(Dataset entries)
*****

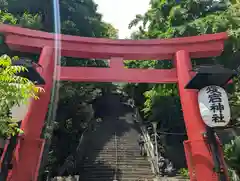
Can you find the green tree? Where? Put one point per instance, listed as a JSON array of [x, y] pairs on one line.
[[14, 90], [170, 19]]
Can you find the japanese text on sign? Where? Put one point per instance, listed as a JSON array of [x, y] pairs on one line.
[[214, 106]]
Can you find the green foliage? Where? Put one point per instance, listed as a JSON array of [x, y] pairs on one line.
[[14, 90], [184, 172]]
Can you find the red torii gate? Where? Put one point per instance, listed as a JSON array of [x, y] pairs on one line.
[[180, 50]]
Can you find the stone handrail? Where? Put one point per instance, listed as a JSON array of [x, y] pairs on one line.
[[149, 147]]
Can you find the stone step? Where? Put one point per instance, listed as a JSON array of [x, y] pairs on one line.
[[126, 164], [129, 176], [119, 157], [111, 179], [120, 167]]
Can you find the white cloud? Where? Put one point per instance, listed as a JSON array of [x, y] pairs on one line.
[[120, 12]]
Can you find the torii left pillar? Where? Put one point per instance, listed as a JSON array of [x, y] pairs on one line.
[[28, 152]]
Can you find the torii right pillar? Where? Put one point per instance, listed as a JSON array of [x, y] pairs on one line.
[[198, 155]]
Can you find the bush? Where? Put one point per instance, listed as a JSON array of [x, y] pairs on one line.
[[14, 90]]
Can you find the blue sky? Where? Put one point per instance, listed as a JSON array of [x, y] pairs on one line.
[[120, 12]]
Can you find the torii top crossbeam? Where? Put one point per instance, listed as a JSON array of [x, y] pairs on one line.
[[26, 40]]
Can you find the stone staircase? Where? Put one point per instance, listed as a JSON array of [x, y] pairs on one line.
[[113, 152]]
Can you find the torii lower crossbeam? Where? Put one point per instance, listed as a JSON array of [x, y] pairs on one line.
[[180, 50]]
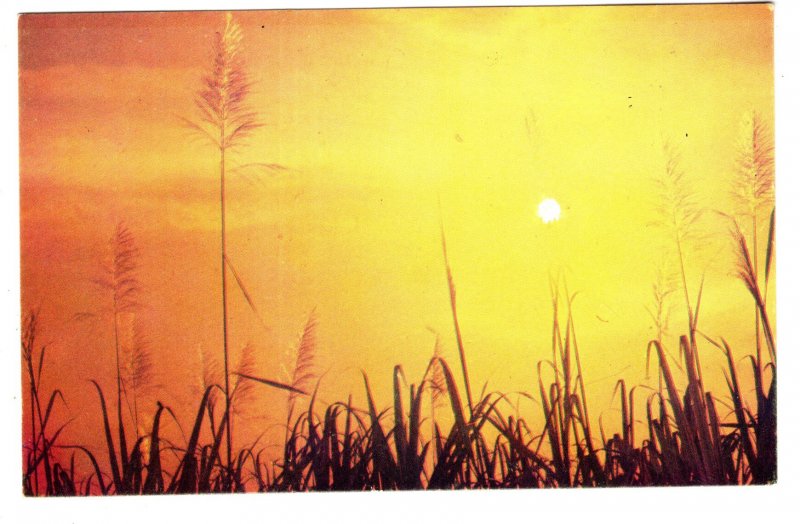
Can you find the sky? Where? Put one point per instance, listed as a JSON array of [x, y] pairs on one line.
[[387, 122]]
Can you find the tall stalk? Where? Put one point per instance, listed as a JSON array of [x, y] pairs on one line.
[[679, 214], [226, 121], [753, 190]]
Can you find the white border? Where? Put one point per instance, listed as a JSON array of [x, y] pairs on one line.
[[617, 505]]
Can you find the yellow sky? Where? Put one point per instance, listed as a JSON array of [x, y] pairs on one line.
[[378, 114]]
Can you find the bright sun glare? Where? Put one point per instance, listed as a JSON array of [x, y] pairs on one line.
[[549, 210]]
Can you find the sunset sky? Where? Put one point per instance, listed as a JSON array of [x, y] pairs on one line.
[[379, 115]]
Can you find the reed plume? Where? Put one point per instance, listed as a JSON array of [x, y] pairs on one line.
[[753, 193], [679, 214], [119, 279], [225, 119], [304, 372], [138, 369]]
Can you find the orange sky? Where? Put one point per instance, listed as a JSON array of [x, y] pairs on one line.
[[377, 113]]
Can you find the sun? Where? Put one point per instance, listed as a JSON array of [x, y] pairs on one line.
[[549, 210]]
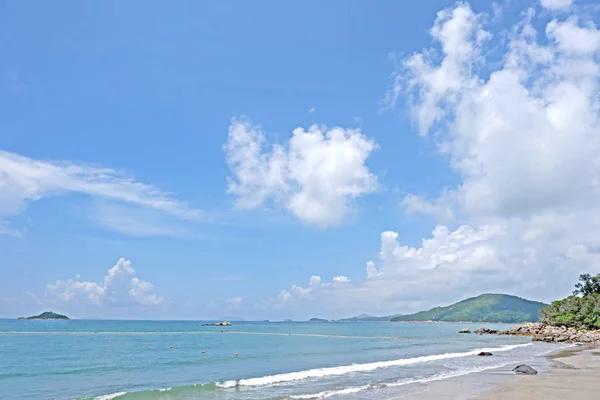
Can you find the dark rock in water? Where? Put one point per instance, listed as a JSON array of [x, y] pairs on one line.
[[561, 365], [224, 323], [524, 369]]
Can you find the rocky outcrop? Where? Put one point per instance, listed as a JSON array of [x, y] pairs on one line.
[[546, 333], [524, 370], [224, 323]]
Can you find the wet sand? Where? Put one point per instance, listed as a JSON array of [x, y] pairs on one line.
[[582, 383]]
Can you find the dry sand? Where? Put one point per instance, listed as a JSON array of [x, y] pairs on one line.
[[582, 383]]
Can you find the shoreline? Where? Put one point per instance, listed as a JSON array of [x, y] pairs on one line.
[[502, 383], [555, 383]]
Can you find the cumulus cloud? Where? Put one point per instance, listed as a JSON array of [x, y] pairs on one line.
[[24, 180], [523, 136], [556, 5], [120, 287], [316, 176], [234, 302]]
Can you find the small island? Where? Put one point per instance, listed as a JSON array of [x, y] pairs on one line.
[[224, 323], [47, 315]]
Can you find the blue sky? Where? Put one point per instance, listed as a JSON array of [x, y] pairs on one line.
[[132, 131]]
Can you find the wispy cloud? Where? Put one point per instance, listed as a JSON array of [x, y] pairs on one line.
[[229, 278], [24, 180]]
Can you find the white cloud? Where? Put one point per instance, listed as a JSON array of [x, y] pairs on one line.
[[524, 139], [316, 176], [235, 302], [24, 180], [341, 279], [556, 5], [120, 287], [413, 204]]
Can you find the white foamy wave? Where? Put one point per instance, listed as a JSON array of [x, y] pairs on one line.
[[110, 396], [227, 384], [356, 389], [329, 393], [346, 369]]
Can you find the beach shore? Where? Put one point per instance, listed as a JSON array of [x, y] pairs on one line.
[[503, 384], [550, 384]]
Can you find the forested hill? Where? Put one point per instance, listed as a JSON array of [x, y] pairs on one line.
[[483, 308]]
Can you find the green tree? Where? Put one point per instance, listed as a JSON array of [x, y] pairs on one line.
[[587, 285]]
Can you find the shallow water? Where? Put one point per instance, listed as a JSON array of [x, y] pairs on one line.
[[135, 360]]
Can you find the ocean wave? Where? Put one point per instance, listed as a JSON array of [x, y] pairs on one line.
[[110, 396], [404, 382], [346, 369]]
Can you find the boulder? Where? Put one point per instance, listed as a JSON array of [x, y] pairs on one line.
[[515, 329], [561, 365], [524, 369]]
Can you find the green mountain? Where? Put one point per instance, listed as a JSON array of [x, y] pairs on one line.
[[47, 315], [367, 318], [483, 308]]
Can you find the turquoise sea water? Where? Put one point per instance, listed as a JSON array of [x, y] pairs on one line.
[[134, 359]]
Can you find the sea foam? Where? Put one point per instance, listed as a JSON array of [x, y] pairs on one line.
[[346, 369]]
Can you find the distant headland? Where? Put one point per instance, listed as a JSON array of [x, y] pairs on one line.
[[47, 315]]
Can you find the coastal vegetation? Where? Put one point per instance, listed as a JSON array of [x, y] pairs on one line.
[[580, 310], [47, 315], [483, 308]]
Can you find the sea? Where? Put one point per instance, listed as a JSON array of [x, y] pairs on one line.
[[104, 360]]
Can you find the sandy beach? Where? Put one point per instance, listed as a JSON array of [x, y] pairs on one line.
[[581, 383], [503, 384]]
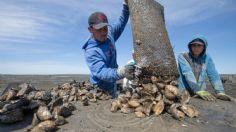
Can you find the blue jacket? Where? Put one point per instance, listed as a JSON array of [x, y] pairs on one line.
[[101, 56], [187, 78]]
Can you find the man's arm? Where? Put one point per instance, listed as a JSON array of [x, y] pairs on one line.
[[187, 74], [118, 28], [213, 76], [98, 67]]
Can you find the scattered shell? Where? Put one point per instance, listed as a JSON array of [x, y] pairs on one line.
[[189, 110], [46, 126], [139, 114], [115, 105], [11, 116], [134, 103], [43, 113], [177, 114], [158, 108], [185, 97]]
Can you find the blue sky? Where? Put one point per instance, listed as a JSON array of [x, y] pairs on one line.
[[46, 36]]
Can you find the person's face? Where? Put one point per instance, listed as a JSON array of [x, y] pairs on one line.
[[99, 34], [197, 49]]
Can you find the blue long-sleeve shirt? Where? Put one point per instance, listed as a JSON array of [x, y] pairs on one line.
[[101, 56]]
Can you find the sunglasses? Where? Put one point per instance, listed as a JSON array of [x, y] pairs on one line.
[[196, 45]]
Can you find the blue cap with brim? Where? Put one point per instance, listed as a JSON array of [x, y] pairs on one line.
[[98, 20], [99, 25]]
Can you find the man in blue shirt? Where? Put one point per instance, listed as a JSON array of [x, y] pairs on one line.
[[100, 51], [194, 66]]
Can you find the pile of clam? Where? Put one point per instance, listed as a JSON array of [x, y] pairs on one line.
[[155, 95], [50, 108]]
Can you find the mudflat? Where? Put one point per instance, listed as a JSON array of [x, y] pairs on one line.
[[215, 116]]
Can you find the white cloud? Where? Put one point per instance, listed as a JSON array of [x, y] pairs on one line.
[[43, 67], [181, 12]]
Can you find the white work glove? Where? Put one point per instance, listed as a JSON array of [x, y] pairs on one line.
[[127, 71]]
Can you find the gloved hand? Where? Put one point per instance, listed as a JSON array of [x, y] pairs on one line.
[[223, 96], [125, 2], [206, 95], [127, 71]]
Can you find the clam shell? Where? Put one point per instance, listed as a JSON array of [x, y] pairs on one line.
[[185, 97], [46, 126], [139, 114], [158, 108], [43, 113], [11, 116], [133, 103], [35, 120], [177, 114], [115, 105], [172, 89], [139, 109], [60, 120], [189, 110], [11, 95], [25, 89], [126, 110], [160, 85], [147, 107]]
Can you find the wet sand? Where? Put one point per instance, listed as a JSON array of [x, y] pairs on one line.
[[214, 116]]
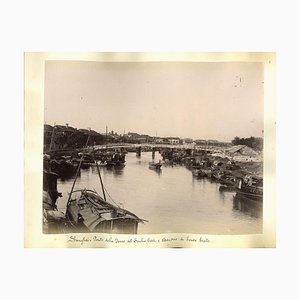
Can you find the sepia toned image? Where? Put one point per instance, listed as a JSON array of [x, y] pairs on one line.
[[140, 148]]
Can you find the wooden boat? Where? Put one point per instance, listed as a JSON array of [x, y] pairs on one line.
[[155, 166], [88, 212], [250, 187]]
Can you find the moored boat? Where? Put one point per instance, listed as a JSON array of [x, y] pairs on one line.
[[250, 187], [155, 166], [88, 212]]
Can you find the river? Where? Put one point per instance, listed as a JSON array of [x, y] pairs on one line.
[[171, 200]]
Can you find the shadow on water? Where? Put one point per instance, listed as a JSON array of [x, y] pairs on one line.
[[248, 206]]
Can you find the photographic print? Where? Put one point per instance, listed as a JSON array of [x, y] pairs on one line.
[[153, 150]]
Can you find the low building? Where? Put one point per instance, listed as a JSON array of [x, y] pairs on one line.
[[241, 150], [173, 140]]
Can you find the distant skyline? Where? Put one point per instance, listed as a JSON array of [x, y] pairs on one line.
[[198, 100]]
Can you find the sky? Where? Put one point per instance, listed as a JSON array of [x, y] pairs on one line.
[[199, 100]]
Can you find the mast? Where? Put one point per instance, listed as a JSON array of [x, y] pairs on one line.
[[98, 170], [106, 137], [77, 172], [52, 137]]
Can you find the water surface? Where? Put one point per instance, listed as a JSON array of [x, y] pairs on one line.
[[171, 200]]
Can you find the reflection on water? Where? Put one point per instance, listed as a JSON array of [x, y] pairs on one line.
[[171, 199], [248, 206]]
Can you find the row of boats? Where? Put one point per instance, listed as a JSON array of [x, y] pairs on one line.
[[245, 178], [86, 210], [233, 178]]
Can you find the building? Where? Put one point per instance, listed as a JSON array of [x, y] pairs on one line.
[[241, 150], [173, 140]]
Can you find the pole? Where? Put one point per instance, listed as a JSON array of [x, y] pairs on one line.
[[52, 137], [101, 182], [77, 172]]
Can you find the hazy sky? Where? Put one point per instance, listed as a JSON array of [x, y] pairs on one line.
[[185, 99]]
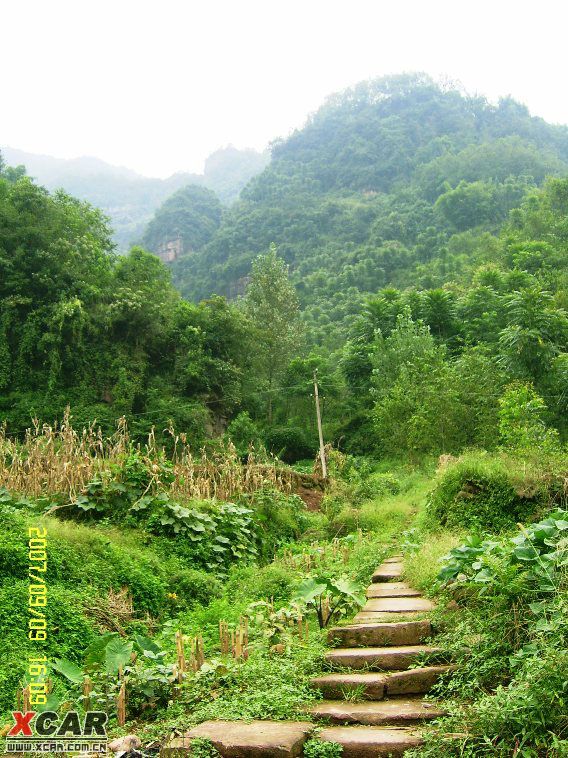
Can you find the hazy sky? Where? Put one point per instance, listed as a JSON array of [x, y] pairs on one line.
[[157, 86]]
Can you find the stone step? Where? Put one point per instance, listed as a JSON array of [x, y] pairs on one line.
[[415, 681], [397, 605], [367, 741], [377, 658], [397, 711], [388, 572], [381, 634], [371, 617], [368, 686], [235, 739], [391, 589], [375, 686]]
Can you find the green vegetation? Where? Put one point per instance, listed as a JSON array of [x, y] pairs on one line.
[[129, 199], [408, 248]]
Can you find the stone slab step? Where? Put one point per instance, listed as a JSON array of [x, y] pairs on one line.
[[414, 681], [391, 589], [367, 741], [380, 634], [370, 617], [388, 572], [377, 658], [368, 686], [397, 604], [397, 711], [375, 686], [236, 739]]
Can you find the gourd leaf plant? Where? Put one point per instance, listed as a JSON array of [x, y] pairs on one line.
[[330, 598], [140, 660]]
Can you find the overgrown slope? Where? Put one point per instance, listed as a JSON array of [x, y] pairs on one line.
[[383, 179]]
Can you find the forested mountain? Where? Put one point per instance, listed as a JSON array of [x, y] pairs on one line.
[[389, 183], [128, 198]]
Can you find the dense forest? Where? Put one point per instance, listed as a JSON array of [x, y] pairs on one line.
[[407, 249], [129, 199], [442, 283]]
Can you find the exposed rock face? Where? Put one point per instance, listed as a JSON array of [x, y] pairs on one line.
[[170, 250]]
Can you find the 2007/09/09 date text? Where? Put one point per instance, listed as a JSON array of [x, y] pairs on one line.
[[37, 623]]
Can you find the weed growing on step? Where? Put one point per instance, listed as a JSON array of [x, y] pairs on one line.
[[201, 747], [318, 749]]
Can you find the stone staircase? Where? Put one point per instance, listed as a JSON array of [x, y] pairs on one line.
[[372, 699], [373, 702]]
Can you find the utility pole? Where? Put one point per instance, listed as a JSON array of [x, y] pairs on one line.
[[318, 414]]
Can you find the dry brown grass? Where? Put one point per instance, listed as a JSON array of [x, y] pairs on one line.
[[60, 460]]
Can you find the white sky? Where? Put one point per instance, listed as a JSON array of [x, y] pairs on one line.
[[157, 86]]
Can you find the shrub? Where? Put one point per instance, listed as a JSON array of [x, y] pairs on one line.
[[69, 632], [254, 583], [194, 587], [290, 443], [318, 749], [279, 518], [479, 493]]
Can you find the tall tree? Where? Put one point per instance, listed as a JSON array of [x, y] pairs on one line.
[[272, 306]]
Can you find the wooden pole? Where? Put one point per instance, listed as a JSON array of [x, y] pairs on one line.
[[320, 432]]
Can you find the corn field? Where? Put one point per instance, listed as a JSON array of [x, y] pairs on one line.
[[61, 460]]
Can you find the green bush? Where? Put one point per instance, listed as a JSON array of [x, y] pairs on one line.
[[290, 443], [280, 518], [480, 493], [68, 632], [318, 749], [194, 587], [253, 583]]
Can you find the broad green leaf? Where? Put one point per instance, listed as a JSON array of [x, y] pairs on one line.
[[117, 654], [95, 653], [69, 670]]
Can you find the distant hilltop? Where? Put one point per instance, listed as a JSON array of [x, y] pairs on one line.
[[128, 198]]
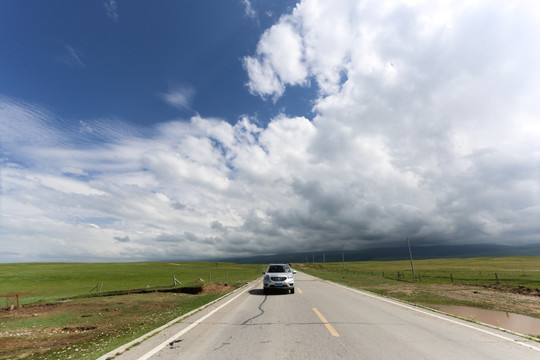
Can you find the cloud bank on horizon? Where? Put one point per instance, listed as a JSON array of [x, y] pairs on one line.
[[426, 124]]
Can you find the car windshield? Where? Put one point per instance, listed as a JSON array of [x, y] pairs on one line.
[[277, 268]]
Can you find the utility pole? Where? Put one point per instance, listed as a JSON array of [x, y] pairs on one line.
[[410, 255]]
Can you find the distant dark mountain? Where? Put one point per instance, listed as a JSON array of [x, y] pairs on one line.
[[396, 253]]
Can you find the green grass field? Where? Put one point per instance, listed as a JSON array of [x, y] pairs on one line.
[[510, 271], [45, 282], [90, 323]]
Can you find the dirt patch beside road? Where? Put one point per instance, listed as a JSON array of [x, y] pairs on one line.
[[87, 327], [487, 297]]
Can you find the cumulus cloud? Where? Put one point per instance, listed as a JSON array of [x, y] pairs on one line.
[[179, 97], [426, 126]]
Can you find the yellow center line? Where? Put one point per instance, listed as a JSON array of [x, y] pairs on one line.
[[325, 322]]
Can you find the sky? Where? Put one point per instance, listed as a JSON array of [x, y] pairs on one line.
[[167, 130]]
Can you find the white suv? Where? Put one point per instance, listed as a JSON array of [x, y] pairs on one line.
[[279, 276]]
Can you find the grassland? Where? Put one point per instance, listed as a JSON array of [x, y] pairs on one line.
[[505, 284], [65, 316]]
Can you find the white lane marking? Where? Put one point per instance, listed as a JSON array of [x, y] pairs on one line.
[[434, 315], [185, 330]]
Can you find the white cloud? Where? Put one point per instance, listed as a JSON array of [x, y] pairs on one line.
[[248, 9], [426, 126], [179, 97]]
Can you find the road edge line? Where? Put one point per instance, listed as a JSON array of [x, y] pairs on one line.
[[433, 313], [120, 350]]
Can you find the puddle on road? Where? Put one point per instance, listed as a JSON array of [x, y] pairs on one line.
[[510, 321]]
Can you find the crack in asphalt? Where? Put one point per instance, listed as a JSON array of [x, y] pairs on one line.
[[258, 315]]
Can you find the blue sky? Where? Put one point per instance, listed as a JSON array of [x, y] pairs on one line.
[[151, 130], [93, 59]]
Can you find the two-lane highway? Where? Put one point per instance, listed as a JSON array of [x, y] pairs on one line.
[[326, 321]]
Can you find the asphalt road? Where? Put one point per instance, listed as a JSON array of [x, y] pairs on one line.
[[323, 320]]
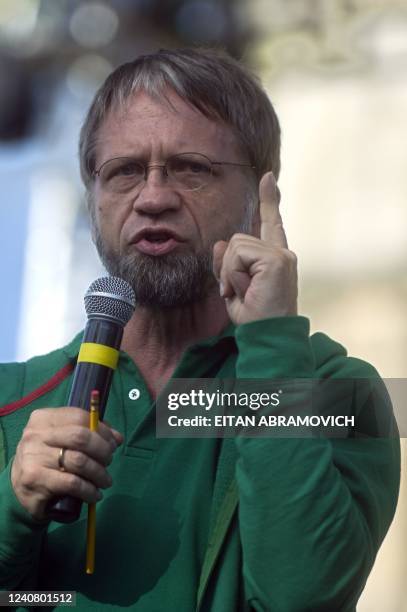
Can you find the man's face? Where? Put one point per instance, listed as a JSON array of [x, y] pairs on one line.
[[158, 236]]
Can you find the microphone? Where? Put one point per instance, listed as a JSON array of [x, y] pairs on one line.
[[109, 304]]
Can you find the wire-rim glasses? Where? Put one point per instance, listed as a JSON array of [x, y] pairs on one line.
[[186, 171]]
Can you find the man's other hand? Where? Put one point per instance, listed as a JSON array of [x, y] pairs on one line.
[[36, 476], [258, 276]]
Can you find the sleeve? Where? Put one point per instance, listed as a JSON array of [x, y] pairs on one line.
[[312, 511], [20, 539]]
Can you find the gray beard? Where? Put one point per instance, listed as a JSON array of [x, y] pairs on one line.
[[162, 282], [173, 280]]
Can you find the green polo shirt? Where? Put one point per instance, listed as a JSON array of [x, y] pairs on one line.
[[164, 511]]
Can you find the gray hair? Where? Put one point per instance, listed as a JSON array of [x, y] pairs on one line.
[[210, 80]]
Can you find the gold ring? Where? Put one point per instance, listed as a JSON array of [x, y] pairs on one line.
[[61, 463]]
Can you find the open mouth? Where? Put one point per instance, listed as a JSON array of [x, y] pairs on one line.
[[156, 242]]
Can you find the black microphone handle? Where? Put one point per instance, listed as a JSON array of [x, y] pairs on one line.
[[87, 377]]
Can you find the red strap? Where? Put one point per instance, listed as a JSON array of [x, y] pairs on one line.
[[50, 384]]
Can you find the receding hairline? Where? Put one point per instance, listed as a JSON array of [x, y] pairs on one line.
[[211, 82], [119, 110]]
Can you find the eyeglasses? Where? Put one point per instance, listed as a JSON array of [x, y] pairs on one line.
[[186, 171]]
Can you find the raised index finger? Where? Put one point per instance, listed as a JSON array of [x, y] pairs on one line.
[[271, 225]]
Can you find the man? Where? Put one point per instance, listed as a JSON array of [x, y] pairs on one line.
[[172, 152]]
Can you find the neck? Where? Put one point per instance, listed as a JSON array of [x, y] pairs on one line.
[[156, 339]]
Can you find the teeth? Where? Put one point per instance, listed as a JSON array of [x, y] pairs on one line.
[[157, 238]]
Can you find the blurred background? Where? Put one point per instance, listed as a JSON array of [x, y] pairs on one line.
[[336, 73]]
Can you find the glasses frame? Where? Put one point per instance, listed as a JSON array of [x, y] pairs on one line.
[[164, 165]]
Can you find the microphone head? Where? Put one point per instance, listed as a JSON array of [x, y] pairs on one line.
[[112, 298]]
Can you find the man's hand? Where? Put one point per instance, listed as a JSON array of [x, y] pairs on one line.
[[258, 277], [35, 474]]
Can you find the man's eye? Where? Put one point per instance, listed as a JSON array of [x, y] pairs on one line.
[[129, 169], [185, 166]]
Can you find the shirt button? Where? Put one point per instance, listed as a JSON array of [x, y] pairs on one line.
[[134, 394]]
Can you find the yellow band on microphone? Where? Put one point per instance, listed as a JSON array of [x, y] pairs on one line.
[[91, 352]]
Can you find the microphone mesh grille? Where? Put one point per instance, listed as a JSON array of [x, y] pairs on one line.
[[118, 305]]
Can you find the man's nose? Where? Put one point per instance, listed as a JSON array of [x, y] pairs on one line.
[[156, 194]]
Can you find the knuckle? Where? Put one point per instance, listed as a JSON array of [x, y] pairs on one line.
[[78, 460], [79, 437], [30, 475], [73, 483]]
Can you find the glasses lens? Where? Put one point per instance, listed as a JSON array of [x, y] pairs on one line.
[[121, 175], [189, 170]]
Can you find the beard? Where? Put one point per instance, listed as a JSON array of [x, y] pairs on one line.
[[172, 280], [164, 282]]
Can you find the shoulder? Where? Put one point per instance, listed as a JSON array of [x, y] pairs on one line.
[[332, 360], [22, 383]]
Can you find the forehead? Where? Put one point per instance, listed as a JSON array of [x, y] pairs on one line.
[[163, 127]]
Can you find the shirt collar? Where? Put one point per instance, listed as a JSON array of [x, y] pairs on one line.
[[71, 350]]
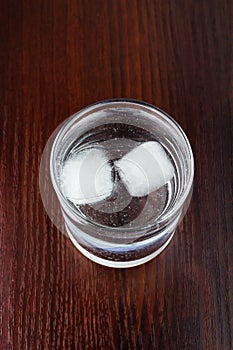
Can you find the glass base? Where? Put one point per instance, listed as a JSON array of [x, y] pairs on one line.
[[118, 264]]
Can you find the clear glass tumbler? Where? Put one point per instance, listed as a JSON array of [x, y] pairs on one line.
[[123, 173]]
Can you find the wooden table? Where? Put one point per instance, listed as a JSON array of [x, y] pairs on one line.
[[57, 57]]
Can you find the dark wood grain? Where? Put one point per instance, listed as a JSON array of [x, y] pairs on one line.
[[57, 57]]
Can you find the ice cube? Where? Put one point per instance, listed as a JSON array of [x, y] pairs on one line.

*****

#### TASK INSTRUCTIONS
Copy out, word for word, the lines of the data from the very beginning through the line containing "[[14, 90], [184, 172]]", leaving the pictures out.

#### OUTPUT FOR THIS EXERCISE
Can you find the green tree? Where? Put one point per instance, listed as a JSON array of [x, y] pairs on one line.
[[14, 90], [170, 19]]
Can you find the japanese text on sign? Where? Put one point per instance, listed as a JSON array of [x, y] pairs on one line.
[[214, 106]]
Can you find the green foliage? Where? Put one point per instance, listed as a JSON array of [x, y] pairs on one line.
[[14, 90], [184, 172]]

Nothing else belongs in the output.